→ Objective
Reproduce, word for word, the lines of the records below, starting at the line that contains "task | put a marker on each instance of the chair" and stopping after the line that contains "x=424, y=60".

→ Task data
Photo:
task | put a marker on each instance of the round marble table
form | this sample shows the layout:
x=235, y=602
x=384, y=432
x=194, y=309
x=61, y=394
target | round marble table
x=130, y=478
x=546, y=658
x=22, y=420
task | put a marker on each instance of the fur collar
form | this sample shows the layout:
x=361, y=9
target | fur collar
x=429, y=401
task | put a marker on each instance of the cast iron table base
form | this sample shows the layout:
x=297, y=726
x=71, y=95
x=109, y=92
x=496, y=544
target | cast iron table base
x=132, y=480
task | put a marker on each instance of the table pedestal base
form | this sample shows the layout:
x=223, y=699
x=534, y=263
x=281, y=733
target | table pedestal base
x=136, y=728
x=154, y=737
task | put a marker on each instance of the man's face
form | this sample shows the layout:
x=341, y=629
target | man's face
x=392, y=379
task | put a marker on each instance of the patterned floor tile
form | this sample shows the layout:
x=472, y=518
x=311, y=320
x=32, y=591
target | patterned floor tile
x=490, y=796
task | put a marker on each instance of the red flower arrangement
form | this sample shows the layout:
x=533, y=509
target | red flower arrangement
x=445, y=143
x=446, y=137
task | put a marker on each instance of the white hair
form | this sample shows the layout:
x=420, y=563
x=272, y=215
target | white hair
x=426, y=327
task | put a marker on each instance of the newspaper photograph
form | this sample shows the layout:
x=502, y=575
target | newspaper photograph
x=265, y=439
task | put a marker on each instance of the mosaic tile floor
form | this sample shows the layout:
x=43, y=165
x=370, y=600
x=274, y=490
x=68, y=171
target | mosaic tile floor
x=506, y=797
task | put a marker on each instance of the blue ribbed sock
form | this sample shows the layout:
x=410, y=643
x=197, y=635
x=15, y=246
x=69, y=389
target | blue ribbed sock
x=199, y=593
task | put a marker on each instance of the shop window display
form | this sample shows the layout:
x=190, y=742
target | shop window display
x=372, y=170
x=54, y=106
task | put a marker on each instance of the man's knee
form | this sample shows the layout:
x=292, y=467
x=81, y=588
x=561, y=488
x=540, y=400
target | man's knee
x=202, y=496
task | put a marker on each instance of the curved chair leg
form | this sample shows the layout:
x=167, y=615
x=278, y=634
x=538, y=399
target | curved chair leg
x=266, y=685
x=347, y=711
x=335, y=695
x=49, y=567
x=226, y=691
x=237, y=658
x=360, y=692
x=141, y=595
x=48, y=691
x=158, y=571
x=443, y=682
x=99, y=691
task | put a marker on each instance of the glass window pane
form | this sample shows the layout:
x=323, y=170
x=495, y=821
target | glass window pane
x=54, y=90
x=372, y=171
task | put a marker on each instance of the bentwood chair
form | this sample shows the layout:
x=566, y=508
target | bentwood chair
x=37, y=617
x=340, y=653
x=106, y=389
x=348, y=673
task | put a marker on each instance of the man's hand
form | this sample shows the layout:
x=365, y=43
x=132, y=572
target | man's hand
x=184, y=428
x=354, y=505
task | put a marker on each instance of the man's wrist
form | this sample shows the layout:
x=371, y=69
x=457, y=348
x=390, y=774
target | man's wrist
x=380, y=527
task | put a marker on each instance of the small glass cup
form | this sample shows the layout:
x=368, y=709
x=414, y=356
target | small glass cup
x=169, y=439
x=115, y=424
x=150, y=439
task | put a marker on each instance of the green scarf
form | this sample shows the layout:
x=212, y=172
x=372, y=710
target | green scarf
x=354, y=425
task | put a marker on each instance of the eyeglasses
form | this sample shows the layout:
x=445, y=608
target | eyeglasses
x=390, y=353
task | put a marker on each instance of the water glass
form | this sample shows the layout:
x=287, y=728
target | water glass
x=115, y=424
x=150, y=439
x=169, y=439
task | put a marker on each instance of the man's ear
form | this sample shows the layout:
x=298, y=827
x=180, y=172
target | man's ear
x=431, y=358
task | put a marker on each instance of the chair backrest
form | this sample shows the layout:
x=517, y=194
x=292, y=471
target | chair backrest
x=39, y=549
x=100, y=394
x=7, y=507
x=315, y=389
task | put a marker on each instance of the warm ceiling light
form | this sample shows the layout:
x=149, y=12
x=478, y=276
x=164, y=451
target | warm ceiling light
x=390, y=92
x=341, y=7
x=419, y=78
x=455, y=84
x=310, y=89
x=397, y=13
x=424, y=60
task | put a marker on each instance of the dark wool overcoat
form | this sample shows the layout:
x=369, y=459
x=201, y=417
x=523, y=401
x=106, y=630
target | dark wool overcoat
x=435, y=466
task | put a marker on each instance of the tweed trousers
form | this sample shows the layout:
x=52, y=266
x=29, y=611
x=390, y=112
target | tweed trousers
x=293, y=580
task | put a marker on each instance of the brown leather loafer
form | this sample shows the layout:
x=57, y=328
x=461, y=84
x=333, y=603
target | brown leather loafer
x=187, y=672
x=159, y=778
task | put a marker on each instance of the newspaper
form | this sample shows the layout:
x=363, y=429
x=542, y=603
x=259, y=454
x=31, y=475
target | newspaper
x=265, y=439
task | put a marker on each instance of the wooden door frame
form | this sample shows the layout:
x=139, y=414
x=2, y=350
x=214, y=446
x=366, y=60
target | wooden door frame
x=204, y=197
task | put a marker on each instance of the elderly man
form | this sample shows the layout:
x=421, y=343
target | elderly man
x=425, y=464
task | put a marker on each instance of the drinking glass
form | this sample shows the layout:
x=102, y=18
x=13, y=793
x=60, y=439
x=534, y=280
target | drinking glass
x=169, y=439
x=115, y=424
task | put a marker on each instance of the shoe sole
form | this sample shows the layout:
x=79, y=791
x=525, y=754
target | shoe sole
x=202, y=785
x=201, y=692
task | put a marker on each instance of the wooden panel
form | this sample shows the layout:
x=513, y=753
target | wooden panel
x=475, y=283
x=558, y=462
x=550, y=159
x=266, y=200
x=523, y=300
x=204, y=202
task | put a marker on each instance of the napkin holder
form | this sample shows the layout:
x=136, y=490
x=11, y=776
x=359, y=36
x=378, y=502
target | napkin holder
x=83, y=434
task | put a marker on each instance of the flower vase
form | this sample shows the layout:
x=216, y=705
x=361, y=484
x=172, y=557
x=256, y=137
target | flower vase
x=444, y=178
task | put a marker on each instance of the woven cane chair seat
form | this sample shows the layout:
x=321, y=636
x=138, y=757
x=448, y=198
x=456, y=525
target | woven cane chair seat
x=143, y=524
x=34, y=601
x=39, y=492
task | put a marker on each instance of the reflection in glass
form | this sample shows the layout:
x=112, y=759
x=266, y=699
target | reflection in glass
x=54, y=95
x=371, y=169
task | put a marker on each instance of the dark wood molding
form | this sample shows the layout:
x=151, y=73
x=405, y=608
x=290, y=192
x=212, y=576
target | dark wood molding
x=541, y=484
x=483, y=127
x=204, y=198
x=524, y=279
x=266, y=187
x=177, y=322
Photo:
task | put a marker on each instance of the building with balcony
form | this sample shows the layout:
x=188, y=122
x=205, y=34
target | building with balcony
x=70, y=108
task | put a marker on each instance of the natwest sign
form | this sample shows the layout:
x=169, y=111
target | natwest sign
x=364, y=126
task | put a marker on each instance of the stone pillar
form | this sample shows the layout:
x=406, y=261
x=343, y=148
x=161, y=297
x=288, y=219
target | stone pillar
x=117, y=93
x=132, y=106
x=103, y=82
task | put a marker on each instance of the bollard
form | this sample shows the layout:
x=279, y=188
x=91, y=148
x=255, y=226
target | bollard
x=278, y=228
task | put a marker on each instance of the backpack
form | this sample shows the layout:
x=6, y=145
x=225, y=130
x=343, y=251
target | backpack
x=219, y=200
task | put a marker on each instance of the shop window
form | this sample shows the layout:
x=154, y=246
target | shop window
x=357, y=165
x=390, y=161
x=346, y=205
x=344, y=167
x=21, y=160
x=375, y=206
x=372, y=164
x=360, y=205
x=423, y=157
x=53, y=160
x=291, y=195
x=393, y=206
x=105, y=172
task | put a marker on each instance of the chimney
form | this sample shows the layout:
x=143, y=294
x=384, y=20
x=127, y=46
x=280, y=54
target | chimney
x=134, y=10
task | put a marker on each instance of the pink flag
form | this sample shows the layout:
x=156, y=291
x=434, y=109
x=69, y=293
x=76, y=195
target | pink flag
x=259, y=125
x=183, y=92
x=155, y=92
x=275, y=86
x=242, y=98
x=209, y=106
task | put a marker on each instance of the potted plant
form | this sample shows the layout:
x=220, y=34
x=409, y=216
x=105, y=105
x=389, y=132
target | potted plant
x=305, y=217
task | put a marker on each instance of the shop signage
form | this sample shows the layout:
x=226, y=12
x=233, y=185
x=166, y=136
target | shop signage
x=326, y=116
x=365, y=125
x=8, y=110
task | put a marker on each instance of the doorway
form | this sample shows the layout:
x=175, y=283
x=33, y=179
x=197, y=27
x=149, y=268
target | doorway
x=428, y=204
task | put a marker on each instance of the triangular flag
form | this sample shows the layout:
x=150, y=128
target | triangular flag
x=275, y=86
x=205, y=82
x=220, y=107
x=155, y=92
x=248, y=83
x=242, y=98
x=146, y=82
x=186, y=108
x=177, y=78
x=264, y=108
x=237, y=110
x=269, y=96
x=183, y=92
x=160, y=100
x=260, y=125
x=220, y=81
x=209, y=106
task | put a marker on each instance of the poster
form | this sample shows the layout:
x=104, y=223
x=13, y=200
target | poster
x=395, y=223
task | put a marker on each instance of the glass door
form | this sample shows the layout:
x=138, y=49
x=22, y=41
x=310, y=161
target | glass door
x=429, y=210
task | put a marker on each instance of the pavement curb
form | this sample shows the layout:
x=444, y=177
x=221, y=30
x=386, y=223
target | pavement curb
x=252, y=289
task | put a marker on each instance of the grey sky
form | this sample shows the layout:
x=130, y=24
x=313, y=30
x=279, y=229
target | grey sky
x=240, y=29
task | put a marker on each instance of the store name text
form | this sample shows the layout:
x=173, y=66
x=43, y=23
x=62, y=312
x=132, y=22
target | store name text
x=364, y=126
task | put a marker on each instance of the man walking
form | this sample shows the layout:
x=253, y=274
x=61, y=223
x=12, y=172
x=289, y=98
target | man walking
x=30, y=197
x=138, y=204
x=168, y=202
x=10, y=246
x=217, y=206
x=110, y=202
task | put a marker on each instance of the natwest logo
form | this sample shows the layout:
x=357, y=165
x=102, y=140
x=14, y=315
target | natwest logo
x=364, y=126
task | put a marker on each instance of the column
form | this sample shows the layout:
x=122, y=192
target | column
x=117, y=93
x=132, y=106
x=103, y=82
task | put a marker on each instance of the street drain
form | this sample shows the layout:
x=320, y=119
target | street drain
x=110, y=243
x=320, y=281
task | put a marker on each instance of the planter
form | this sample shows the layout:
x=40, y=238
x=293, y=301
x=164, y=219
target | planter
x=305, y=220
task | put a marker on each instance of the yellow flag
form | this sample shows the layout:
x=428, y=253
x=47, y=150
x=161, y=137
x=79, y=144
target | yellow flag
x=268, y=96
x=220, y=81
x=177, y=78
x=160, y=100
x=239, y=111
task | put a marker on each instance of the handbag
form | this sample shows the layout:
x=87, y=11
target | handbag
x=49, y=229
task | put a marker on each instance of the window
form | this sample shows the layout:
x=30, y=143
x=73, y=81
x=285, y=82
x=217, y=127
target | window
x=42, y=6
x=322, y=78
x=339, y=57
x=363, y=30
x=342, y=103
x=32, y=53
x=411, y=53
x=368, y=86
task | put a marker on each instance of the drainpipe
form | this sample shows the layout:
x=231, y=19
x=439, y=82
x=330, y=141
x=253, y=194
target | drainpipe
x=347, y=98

→ Exercise response
task | put a marker on each instance of the chair backrest
form | this sample shows the layout:
x=517, y=194
x=292, y=471
target | chair backrest
x=39, y=549
x=100, y=394
x=7, y=507
x=315, y=389
task | put a marker on each instance of the warm ceiling light
form | this sample shows the layout:
x=149, y=12
x=478, y=276
x=164, y=451
target | warm ceiling light
x=390, y=92
x=341, y=7
x=419, y=78
x=455, y=84
x=310, y=89
x=397, y=13
x=424, y=60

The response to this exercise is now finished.